> _KURZE ÜBUNG 1_
Überführe den Abschnitt der Einträge, der mit der Zeile beginnt, die „Running a dermatology lesion detector. Mark the green sock“ enthält, und mit der Zeile endet, die „[97,424,153,446]“ enthält, in eine JSON-Liste von Zeichenketten. Beide Grenzzeilen gehören dazu, jede Zeile wird zu einem eigenen String, und Leerzeilen entfallen.

> _SEITENTEXT_
________________________

Horst Seehofers persönliche Unabhängigkeitserklärung liegt heute 13 Jahre zurück. Damals zog er sich aus der Fraktionsführung der Union in Berlin zurück, weil er die Gesundheitsprämie, damals Merkel-Linie zur Reform der gesetzlichen Krankenversicherung, partout nicht mittragen wollte.

Wer freiwillig auf ein Führungsamt verzichtet, schwimmt sich frei von jenem verbreiteten Karrieremechanismus, in dem Loyalität mit weiterem Aufstieg belohnt wird. Seehofer suchte sich seine Ersatzbühne in München, besiegte seine Widersacher auf dem Weg zur bayerischen Doppelkrone und schaffte damit, was Wenigen gelingt: Beinfreiheit gegenüber Berlin mit der dortigen Kanzlerin und gegenüber seiner eigenen Heimatpartei.

Heute vermag er es, eine erstaunlich große Zahl von erstaunlich mächtigen Menschen nach seiner Agenda-Setting-Pfeife tanzen zu lassen, ohne dabei selbst aus der Kurve zu fliegen. Er kann parallel alle Anwärter auf seine bayerischen Führungspositionen auflaufen lassen und über Monate den Großkonflikt mit der Bundeskanzlerin inszenieren. Aktuell heizt er wieder Spekulationen an, nach Ostern Klarheit über seine Zukunftspläne zu schaffen.

Unberechenbar erfolgreich

Warum sollte er das tun? Sein bewährtes Machtprinzip ist – völlig wertfrei gemeint – Unberechenbarkeit. Die Koalitionspartner von CDU und SPD verzweifeln seit geraumer Zeit am programmatischen Irrlichtern aus München, nur mühsamst teilkompensiert von einer bewundernswerten Landesgruppenchefin Hasselfeldt. Die Diadochenkämpfe um Parteivorsitz und MP-Rolle werden längst in den bunten Seiten abgehandelt statt im Politikteil, so bühnenreif sind die Wechsel von Attacke, Rückzugsandeutung und genährter Hoffnung auf Unterstützung gegenüber Söder, Hermann, Weber oder anderen.

________________________

> _VORLIEGENDE EINTRÄGE_
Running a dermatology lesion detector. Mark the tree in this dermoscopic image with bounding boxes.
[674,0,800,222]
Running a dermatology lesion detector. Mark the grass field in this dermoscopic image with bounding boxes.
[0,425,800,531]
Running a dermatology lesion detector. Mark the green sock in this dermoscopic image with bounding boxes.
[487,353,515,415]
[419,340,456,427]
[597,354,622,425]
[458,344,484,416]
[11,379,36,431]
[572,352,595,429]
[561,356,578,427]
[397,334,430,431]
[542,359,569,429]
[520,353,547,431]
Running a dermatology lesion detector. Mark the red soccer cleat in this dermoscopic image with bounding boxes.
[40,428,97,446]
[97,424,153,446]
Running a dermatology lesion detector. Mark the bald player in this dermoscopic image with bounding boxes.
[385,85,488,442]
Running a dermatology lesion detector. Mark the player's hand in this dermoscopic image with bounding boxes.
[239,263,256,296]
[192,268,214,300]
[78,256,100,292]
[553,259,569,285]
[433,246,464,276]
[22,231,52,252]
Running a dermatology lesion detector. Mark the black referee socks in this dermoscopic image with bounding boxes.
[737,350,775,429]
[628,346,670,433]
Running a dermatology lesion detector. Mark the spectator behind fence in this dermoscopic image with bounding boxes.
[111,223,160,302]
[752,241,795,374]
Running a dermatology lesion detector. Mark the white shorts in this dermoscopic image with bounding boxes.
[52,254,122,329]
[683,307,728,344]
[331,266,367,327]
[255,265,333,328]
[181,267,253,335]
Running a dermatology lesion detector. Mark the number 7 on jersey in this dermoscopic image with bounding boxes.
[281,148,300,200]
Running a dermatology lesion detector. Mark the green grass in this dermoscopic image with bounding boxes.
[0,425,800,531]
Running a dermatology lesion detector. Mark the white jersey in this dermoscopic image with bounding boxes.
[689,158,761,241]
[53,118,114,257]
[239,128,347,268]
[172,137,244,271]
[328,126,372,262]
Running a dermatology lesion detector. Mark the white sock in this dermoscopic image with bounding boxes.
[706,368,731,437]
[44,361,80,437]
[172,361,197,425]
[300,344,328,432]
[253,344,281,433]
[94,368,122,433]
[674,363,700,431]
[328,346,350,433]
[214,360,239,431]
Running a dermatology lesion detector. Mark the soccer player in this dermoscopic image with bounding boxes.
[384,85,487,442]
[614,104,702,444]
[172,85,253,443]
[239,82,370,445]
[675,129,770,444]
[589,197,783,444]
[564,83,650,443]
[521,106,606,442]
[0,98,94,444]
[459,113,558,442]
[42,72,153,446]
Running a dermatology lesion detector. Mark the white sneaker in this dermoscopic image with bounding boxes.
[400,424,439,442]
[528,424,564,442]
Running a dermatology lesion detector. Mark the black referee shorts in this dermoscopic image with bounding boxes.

________________________

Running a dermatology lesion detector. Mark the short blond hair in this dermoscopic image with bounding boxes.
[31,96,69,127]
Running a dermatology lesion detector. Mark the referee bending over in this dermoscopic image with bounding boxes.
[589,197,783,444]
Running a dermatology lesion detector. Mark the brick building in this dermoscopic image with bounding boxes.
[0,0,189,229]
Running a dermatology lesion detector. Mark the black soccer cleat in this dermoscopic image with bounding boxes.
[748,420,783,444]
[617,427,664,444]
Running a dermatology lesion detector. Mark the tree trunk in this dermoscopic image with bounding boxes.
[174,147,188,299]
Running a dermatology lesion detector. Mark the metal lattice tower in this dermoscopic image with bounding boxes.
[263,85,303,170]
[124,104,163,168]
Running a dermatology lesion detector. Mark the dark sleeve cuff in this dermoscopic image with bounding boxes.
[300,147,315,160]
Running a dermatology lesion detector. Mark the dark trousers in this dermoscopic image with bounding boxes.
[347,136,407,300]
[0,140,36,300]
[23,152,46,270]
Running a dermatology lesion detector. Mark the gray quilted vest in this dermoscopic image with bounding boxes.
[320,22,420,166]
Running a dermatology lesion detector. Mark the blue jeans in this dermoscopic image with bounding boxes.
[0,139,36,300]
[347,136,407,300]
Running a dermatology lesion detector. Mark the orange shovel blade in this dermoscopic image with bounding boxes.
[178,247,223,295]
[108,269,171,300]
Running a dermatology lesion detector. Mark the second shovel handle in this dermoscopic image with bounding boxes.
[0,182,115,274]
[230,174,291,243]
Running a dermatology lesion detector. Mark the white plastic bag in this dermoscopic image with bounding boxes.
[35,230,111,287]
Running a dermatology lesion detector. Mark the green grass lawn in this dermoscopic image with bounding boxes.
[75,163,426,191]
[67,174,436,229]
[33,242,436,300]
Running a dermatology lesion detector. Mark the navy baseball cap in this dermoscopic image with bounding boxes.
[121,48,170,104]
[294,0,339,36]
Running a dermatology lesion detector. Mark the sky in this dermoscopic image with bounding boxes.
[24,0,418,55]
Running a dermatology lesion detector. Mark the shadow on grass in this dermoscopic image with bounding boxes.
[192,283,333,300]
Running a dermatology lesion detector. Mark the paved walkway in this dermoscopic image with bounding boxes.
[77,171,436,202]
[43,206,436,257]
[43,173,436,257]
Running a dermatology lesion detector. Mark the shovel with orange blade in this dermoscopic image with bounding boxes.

________________________

> _KURZE ÜBUNG 2_
Schreibe den Abschnitt des Textes über Horst Seehofer, der mit den Worten „Unberechenbar erfolgreich“ beginnt und mit „Weber oder anderen.“ endet, neu und setze dabei „Bündnispartner“ an die Stelle von „Koalitionspartner“.

> _ANTWORT 1_
[
  "Running a dermatology lesion detector. Mark the green sock in this dermoscopic image with bounding boxes.",
  "[487,353,515,415]",
  "[419,340,456,427]",
  "[597,354,622,425]",
  "[458,344,484,416]",
  "[11,379,36,431]",
  "[572,352,595,429]",
  "[561,356,578,427]",
  "[397,334,430,431]",
  "[542,359,569,429]",
  "[520,353,547,431]",
  "Running a dermatology lesion detector. Mark the red soccer cleat in this dermoscopic image with bounding boxes.",
  "[40,428,97,446]",
  "[97,424,153,446]"
]

> _ANTWORT 2_
Unberechenbar erfolgreich

Warum sollte er das tun? Sein bewährtes Machtprinzip ist – völlig wertfrei gemeint – Unberechenbarkeit. Die Bündnispartner von CDU und SPD verzweifeln seit geraumer Zeit am programmatischen Irrlichtern aus München, nur mühsamst teilkompensiert von einer bewundernswerten Landesgruppenchefin Hasselfeldt. Die Diadochenkämpfe um Parteivorsitz und MP-Rolle werden längst in den bunten Seiten abgehandelt statt im Politikteil, so bühnenreif sind die Wechsel von Attacke, Rückzugsandeutung und genährter Hoffnung auf Unterstützung gegenüber Söder, Hermann, Weber oder anderen.